(Extrait du document):
══════════
Révision déchirante ? Pas encore. Einstein reste plus déterministe que Newton et Laplace réunis. Refusant un univers en mouvement, il ajouta une constante à ces équations afin de le rendre statique et conforme à ses croyances. Galilée, Einstein même combat. Pour eux, les équations de la physique prédisent l’avenir avec une précision absolue.

 

La révolution des quanta : caprices d’atomes

 

La révolution de la physique ne vient pas d’en haut mais d’en bas, de l’infiniment petit.

 

En 1923, Louis de Broglie découvre la nature ambiguë, mi-onde mi-corpuscule, de l’électron. Sa dualité antagoniste empêche qu’on lui assigne une position donnée. Avec Heisenberg et son « principe d’incertitude », le clou est enfoncé.

 

Cette fois, le dogme déterministe en prend un coup. Théoriquement, un petit pois peut subitement se retrouver à côté de votre assiette sans que personne lui ait donné la moindre pichenette. Plus grave, la Terre a une probabilité « non nulle » de passer au travers du Soleil.
══════════
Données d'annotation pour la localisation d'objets

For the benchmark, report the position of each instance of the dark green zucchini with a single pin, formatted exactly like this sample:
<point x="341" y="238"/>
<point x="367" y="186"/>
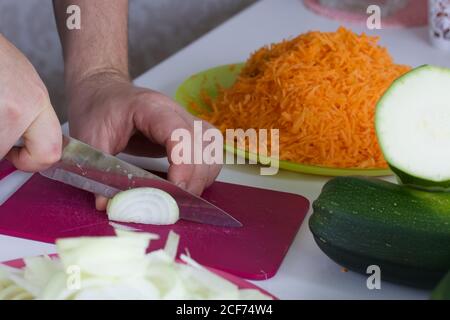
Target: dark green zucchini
<point x="442" y="291"/>
<point x="360" y="222"/>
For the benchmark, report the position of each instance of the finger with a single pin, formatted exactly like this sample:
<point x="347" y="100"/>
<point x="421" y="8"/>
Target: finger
<point x="141" y="146"/>
<point x="101" y="203"/>
<point x="42" y="144"/>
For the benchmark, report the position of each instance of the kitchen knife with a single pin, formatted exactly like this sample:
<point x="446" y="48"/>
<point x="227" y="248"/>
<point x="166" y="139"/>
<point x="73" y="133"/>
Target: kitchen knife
<point x="89" y="169"/>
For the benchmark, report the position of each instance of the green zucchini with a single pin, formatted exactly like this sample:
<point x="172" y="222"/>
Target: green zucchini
<point x="442" y="291"/>
<point x="413" y="128"/>
<point x="360" y="222"/>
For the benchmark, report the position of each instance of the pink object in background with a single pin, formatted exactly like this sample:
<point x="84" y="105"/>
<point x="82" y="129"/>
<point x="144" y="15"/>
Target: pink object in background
<point x="439" y="26"/>
<point x="46" y="210"/>
<point x="6" y="168"/>
<point x="411" y="13"/>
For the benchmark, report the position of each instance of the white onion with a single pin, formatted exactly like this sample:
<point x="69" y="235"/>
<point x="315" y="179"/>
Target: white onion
<point x="118" y="268"/>
<point x="143" y="205"/>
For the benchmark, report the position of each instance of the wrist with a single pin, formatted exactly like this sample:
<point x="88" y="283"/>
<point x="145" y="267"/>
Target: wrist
<point x="94" y="77"/>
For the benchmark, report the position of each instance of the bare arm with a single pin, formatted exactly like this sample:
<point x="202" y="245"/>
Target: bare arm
<point x="101" y="46"/>
<point x="105" y="109"/>
<point x="25" y="112"/>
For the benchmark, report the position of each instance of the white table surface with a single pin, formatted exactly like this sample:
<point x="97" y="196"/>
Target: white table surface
<point x="306" y="272"/>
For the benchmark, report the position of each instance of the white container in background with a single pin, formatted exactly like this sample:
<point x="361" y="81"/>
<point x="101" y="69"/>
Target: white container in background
<point x="439" y="23"/>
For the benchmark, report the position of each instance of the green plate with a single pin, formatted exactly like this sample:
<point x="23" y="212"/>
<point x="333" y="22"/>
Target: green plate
<point x="208" y="82"/>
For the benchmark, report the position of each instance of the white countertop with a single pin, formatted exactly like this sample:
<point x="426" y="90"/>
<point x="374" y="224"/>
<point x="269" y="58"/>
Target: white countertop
══════════
(Consignes de l'exercice):
• 1. Recopiez le passage de l'extrait allant de « Révision déchirante ? Pas » jusqu'à « de l’infiniment petit. » inclus.
• 2. Selon l'extrait, d'où vient la révolution de la physique ?
• 3. Résumez en une ou deux phrases le paragraphe de l'extrait qui commence par « En 1923, Louis de Broglie ».
Le listing n'a aucun lien avec l'extrait.

(Résultats de l'exercice):
• 1.
Révision déchirante ? Pas encore. Einstein reste plus déterministe que Newton et Laplace réunis. Refusant un univers en mouvement, il ajouta une constante à ces équations afin de le rendre statique et conforme à ses croyances. Galilée, Einstein même combat. Pour eux, les équations de la physique prédisent l’avenir avec une précision absolue.

 

La révolution des quanta : caprices d’atomes

 

La révolution de la physique ne vient pas d’en haut mais d’en bas, de l’infiniment petit.

• 2. Elle vient d'en bas, de l'infiniment petit.

• 3. En 1923, Louis de Broglie découvre que l'électron est à la fois onde et corpuscule, une dualité qui empêche de lui assigner une position donnée. Heisenberg enfonce le clou avec son « principe d'incertitude ».